- Directions for this task -
Quote every line below exactly and skip any picture.

--- Begin Records for this exercise ---

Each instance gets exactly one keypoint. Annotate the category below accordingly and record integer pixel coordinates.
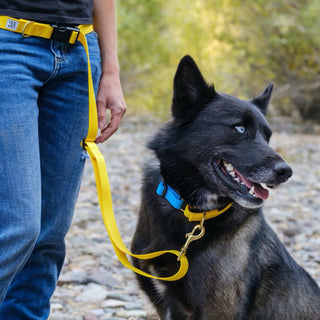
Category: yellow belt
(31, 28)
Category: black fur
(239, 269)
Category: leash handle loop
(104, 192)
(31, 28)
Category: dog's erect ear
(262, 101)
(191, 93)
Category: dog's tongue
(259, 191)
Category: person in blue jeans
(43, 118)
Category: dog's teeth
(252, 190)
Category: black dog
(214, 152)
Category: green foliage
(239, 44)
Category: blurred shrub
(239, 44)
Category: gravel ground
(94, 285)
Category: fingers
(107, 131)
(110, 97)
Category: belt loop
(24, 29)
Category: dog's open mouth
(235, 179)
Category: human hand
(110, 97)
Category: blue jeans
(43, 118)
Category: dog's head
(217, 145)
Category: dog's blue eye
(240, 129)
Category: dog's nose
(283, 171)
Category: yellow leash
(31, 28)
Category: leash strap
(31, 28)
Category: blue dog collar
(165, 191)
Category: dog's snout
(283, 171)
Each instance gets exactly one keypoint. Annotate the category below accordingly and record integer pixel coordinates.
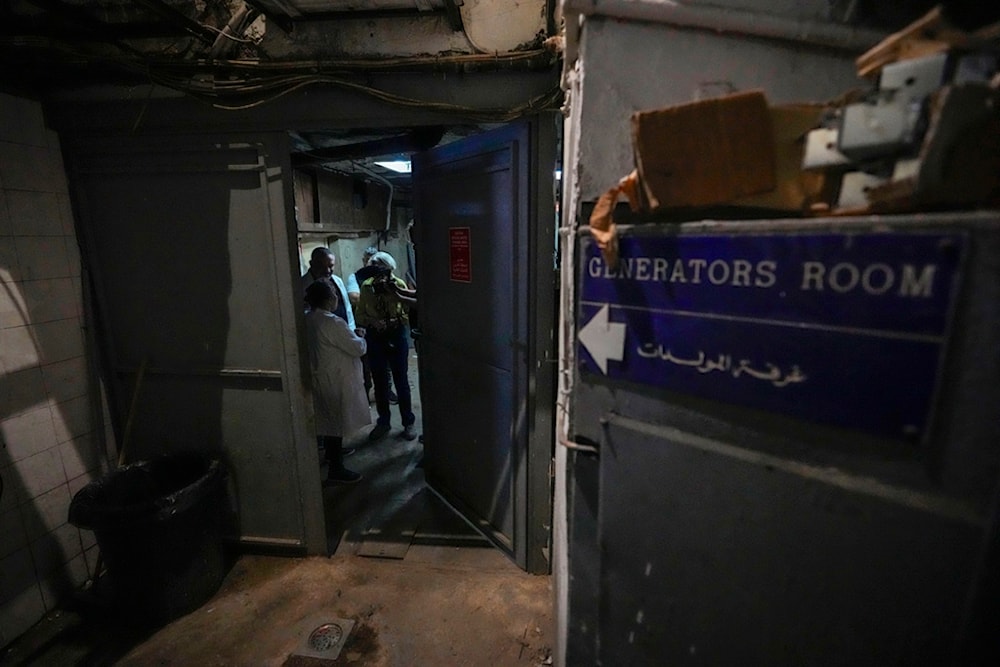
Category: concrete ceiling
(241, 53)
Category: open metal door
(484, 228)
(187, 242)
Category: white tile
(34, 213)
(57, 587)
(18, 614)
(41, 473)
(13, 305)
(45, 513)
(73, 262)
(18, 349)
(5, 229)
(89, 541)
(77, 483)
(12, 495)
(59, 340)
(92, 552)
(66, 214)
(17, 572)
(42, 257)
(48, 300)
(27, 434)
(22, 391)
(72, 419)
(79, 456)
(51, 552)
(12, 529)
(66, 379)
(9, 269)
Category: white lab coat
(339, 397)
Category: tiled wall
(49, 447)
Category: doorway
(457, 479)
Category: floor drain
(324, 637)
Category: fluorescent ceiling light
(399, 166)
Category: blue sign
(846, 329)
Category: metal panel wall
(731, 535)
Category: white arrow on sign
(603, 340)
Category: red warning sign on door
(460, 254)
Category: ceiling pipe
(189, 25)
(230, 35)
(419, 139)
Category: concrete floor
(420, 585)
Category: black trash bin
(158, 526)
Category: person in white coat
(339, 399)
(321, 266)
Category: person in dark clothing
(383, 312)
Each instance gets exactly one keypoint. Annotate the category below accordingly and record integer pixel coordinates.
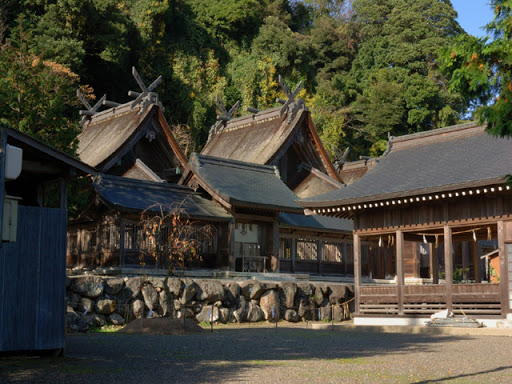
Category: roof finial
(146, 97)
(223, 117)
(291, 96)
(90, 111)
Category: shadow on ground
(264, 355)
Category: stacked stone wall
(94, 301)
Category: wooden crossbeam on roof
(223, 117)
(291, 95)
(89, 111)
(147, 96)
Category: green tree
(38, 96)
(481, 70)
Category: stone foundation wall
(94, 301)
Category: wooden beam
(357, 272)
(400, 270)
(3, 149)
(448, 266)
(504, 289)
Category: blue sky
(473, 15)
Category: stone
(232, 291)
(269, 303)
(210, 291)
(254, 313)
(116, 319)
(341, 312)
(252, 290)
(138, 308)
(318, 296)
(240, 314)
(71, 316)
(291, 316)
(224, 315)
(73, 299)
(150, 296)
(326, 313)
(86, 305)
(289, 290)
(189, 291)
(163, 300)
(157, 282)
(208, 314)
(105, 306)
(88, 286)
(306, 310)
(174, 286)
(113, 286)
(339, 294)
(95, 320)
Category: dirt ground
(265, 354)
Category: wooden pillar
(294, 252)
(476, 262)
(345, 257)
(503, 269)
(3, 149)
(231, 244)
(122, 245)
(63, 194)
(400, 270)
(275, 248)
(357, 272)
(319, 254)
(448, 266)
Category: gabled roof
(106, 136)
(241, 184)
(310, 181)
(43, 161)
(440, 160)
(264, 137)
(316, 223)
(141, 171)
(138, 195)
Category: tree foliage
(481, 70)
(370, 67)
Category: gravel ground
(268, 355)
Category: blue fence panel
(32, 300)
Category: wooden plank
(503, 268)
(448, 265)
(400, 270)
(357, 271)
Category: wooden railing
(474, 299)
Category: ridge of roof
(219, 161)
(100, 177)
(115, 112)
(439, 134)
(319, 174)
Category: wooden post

--- End Records for this exercise ---

- Answer to the task -
Each instance gets exactly one keypoint. Annotate the category below accordingly and record integer pixel coordinates.
Category: yellow belt
(31, 28)
Category: black fur
(239, 269)
Category: leash handle loop
(104, 192)
(31, 28)
Category: dog's erect ear
(262, 101)
(191, 93)
Category: dog's tongue
(259, 191)
Category: person in blue jeans
(43, 118)
Category: dog's teeth
(252, 190)
Category: black dog
(214, 152)
Category: green foliage
(239, 44)
Category: blurred shrub
(239, 44)
Category: gravel ground
(94, 285)
Category: fingers
(107, 131)
(110, 97)
Category: belt loop
(24, 29)
Category: dog's open mouth
(235, 179)
Category: human hand
(110, 97)
Category: blue jeans
(43, 118)
Category: dog's head
(217, 145)
Category: dog's blue eye
(240, 129)
Category: dog's nose
(283, 171)
Category: yellow leash
(31, 28)
Category: leash strap
(31, 28)
Category: blue dog collar
(165, 191)
Category: dog's snout
(283, 171)
Each instance gets exactly one keypoint. Annotate the category below accordingly and record integer pixel coordinates.
Category: concrete ceiling
(241, 53)
Category: open metal door
(484, 228)
(187, 242)
Category: white tile
(34, 213)
(57, 587)
(18, 614)
(41, 473)
(13, 305)
(45, 513)
(73, 262)
(18, 349)
(5, 229)
(89, 541)
(77, 483)
(12, 495)
(59, 340)
(92, 552)
(66, 214)
(17, 572)
(42, 257)
(48, 300)
(27, 434)
(22, 391)
(72, 419)
(79, 456)
(51, 552)
(12, 529)
(66, 379)
(9, 269)
Category: white lab coat
(339, 397)
Category: tiled wall
(49, 447)
Category: doorway
(457, 479)
Category: floor drain
(324, 637)
Category: fluorescent ceiling light
(399, 166)
Category: blue sign
(846, 329)
Category: metal panel wall
(731, 535)
Category: white arrow on sign
(603, 340)
Category: red warning sign on door
(460, 254)
Category: ceiling pipe
(189, 25)
(230, 35)
(419, 139)
Category: concrete floor
(420, 585)
Category: black trash bin
(158, 526)
Category: person in white coat
(339, 399)
(321, 266)
Category: person in dark clothing
(383, 312)
Each instance gets exactly one keypoint. Annotate the category below accordingly and record integer pixel coordinates.
Category: roof finial
(146, 97)
(223, 117)
(291, 96)
(90, 111)
Category: shadow on ground
(264, 355)
Category: stacked stone wall
(94, 301)
Category: wooden crossbeam on roof
(223, 117)
(291, 95)
(89, 111)
(147, 96)
Category: green tree
(38, 96)
(481, 70)
Category: stone foundation wall
(94, 301)
Category: wooden beam
(357, 272)
(400, 270)
(3, 149)
(448, 266)
(504, 289)
Category: blue sky
(473, 15)
Category: stone
(232, 291)
(269, 303)
(210, 291)
(254, 313)
(116, 319)
(341, 312)
(252, 290)
(138, 308)
(318, 296)
(240, 314)
(71, 316)
(291, 316)
(224, 315)
(73, 299)
(150, 296)
(326, 313)
(86, 305)
(289, 290)
(189, 291)
(163, 300)
(157, 282)
(208, 314)
(105, 306)
(88, 286)
(306, 310)
(174, 286)
(113, 286)
(339, 294)
(95, 320)
Category: dirt ground
(265, 354)
Category: wooden pillar
(294, 252)
(476, 262)
(345, 257)
(503, 269)
(3, 149)
(231, 244)
(122, 245)
(63, 194)
(400, 270)
(275, 248)
(357, 272)
(319, 254)
(448, 266)
Category: gabled roof
(106, 136)
(241, 184)
(310, 181)
(43, 161)
(440, 160)
(264, 137)
(316, 223)
(141, 171)
(138, 195)
Category: tree foliage
(481, 70)
(370, 67)
Category: gravel ground
(268, 355)
Category: blue fence panel
(32, 300)
Category: wooden plank
(503, 268)
(448, 265)
(400, 270)
(357, 271)
Category: wooden railing
(474, 299)
Category: ridge of roof
(219, 161)
(100, 177)
(115, 112)
(439, 134)
(319, 174)
Category: wooden post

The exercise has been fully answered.